◆ **Written instruction 1**
According to the book post, what professorship does T.V. Paul hold at McGill University?
◆ **Written instruction 2**
Reproduce the part of the book post starting with "T.V. Paul is" and going on through "to Contemporary Era.".

◆ **Source passage**
*-*-*

Tuesday, October 9, 2018

T.V. Paul's "Restraining Great Powers"

T.V. Paul is James McGill professor of international Relations, McGill University, and a Fellow of the Royal Society of Canada. His most recent book, Restraining Great Powers: Soft Balancing from Empires to the Global Era, discusses the different soft balancing and hard balancing strategies that states have used from Concert of Europe to Contemporary Era.

Paul applied the “Page 99 Test” to Restraining Great Powers and reported the following:
From page 99:
American interventionist policies, whether in the Persian Gulf or in Kosovo, act as catalysts to some extent in determining whether soft balancing efforts occur. Whenever the U.S. has engaged in aggressive unilateralism, some of the affected great power states have responded with temporary coalition building at the diplomatic level… The U.S. case exemplifies that the first two decades of the post-Cold War era featured balancing against threat, not against power.

*-*-*

◆ **Available data**
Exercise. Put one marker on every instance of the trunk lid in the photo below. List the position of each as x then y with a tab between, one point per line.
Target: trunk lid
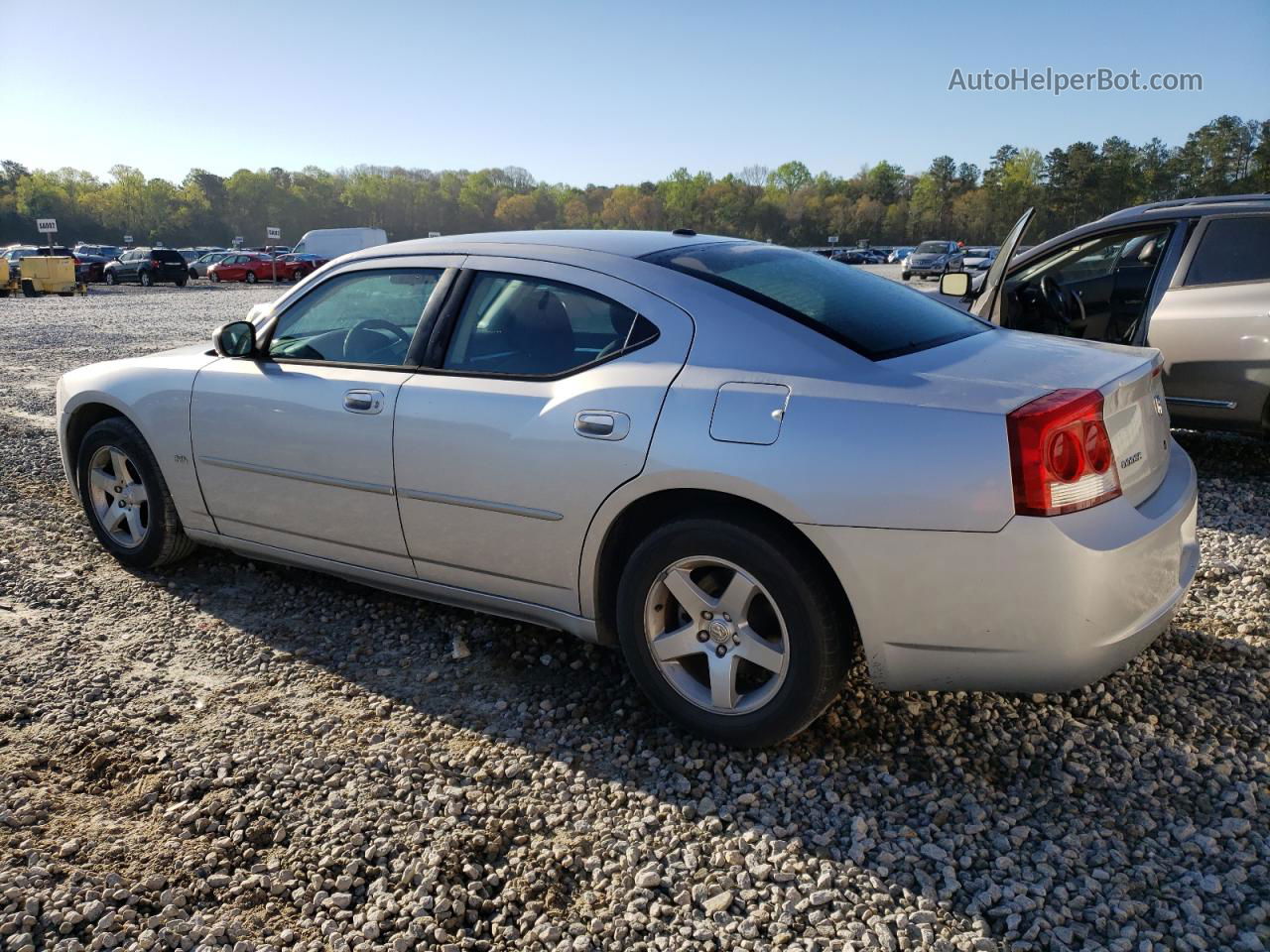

*-*-*

◆ **Complete response 1**
He is James McGill professor of international Relations.

◆ **Complete response 2**
T.V. Paul is James McGill professor of international Relations, McGill University, and a Fellow of the Royal Society of Canada. His most recent book, Restraining Great Powers: Soft Balancing from Empires to the Global Era, discusses the different soft balancing and hard balancing strategies that states have used from Concert of Europe to Contemporary Era.